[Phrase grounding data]
+ + +

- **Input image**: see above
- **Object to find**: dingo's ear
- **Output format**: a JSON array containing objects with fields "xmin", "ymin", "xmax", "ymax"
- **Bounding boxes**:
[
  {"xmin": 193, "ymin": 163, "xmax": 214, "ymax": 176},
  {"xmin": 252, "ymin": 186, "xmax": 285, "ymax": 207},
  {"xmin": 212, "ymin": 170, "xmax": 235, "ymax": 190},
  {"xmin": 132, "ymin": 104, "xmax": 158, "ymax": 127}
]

+ + +

— Task description —
Write each entry out again. Do not change a word.

— Written answer —
- **Input image**: see above
- **Object to find**: dingo's ear
- **Output format**: a JSON array containing objects with fields "xmin", "ymin", "xmax", "ymax"
- **Bounding boxes**:
[
  {"xmin": 193, "ymin": 163, "xmax": 214, "ymax": 176},
  {"xmin": 252, "ymin": 186, "xmax": 285, "ymax": 207},
  {"xmin": 212, "ymin": 170, "xmax": 235, "ymax": 190},
  {"xmin": 132, "ymin": 104, "xmax": 158, "ymax": 127}
]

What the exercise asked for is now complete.